Copy out all lines of the material below in which "colorful" occurs.

___ SOURCE MATERIAL

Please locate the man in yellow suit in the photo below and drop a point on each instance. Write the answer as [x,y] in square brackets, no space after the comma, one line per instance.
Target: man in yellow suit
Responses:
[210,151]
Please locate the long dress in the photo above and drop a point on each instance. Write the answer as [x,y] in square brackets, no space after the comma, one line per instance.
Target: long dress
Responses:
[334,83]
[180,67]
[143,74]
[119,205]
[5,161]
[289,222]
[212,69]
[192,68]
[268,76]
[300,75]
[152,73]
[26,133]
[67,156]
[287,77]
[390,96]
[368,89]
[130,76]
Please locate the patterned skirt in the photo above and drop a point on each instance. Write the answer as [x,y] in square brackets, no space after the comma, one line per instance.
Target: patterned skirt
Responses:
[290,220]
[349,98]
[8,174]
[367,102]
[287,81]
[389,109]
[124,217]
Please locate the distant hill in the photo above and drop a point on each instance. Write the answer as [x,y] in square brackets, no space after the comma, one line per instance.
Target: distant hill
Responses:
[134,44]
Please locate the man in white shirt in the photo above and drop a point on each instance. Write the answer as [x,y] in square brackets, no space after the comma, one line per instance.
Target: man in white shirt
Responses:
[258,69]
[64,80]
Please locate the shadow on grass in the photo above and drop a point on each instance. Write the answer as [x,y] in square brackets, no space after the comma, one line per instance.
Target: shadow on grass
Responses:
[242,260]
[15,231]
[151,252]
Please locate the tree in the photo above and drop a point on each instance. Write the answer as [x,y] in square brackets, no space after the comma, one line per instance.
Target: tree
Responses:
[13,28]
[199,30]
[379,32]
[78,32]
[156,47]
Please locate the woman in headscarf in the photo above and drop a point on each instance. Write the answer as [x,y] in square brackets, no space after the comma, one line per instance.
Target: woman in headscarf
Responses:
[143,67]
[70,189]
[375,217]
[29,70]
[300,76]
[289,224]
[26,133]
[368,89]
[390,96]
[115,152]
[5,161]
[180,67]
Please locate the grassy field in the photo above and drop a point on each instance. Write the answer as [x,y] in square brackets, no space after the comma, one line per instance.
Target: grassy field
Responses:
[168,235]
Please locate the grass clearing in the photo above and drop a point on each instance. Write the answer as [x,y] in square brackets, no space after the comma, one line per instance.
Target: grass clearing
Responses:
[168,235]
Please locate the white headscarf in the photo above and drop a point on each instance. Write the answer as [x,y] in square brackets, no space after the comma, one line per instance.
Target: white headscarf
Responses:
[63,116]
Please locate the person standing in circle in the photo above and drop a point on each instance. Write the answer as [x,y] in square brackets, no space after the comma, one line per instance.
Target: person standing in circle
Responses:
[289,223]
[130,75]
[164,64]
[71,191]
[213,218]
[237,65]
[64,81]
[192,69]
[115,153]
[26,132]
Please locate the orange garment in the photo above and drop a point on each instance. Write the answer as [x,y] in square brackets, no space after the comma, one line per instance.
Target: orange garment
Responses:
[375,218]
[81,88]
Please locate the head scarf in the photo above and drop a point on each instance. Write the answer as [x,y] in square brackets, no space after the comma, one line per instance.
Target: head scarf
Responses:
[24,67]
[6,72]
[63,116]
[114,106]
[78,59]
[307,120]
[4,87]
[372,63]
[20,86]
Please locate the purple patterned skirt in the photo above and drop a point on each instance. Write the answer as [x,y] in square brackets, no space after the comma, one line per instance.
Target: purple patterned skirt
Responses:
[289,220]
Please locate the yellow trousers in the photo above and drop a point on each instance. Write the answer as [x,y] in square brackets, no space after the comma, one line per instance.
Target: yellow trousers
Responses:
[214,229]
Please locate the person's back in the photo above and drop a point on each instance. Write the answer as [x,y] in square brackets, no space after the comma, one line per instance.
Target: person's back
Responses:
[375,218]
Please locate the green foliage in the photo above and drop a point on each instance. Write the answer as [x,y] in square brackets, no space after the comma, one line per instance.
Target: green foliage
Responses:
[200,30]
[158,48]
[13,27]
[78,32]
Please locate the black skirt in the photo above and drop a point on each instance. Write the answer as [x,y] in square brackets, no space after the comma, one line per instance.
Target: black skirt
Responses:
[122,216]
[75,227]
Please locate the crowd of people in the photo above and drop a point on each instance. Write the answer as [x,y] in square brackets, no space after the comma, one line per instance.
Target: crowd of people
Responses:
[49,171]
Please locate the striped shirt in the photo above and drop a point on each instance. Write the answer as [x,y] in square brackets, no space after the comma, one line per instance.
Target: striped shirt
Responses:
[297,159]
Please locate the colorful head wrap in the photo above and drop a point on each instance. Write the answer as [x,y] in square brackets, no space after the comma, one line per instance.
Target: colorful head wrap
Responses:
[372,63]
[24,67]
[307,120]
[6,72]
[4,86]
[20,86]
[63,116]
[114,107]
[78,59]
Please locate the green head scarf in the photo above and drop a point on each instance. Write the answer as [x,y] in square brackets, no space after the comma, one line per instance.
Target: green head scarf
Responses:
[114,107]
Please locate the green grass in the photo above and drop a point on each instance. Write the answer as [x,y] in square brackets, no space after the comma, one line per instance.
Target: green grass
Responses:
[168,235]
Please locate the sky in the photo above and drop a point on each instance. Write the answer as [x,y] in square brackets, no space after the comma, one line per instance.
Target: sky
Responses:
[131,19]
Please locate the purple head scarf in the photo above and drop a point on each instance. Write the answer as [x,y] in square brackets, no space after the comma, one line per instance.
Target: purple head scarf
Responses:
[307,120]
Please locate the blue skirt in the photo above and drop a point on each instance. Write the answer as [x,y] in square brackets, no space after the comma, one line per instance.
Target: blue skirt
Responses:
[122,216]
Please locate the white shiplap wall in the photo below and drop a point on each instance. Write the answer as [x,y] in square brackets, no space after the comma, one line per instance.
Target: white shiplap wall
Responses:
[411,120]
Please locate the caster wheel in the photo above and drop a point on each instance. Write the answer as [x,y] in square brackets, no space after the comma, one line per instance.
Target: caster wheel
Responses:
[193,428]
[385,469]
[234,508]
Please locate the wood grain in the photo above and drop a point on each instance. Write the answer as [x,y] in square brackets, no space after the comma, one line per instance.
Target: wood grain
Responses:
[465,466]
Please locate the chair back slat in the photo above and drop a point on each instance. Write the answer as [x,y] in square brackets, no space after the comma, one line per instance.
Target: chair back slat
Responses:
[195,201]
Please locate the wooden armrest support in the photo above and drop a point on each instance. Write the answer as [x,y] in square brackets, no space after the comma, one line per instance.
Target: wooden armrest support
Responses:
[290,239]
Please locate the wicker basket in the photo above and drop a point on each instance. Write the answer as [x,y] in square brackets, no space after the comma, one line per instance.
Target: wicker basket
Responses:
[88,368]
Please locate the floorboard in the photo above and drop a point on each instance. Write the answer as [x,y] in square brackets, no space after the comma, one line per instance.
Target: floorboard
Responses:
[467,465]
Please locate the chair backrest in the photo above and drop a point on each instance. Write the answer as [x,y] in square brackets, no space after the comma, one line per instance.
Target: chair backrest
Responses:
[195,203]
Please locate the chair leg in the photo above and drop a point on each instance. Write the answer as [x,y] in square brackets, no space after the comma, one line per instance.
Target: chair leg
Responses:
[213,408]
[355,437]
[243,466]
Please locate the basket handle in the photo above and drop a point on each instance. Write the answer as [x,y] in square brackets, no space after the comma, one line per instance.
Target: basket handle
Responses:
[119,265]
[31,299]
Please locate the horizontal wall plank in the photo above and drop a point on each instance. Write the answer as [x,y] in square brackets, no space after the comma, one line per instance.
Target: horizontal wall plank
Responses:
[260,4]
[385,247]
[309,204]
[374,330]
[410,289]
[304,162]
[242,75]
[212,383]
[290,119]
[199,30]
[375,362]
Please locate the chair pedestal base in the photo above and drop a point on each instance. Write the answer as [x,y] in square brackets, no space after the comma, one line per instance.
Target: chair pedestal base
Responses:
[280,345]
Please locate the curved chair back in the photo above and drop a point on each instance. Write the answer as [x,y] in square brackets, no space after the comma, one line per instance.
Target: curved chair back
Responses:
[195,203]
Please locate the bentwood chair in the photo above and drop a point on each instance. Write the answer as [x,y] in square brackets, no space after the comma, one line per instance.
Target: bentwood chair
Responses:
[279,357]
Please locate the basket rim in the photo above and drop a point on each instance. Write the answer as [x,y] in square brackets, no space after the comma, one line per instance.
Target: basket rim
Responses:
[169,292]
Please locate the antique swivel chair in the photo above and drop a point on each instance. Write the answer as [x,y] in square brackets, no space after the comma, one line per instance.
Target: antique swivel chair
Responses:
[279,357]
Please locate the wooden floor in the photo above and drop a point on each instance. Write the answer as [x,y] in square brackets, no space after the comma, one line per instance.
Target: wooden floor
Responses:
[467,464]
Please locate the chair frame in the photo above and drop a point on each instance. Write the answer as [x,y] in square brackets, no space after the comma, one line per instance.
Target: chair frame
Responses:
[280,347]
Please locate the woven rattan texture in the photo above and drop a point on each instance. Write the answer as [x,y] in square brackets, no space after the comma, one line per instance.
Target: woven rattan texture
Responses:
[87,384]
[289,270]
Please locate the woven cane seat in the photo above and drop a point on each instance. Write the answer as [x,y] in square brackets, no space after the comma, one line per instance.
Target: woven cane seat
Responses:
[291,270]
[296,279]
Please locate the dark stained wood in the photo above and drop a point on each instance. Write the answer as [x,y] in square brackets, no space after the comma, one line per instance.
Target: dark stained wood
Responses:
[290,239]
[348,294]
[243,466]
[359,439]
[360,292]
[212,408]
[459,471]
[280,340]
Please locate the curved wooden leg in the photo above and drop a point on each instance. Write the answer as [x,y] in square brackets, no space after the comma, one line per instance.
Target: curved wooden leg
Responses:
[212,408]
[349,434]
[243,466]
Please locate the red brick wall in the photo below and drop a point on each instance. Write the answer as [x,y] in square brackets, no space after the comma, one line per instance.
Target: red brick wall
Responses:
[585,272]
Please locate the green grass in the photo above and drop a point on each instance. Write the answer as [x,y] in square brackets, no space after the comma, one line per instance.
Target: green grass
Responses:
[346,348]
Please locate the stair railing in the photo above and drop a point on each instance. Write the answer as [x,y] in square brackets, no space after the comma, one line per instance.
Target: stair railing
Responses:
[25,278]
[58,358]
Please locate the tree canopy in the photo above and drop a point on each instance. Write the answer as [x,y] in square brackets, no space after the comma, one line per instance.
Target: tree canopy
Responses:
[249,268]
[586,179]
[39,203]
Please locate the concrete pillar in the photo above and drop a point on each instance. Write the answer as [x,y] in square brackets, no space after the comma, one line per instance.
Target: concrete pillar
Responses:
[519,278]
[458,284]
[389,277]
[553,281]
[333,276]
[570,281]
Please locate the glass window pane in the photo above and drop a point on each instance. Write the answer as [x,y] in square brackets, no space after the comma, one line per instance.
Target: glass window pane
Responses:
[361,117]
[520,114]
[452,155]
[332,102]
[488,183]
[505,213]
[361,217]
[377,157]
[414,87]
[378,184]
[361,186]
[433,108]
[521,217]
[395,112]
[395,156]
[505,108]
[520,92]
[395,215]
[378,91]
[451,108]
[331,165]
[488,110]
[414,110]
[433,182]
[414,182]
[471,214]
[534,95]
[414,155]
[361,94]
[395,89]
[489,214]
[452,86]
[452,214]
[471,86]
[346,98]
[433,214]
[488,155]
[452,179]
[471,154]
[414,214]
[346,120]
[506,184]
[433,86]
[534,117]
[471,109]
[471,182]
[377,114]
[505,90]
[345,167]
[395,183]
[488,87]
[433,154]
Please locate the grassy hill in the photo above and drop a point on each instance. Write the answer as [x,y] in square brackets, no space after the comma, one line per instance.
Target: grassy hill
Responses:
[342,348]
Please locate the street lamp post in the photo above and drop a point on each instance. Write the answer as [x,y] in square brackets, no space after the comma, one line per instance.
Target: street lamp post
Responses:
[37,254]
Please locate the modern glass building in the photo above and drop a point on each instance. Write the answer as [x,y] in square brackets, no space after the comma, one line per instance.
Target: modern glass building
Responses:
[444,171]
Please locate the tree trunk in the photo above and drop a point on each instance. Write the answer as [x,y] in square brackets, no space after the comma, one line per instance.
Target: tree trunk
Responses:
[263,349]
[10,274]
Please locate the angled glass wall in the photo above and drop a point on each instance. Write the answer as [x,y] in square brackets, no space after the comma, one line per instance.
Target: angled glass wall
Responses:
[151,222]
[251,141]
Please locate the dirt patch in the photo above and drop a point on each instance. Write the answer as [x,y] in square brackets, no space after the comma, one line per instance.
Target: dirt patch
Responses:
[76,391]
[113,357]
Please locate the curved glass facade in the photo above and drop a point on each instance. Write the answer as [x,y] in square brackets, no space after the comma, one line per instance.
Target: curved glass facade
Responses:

______

# SOLUTION TO THIS TASK:
Please locate the colorful head wrap in the photo above and drop a point on each instance. Write the answer as [x,y] in square brackets, no space after the comma, one line per instance.
Target: colorful head wrap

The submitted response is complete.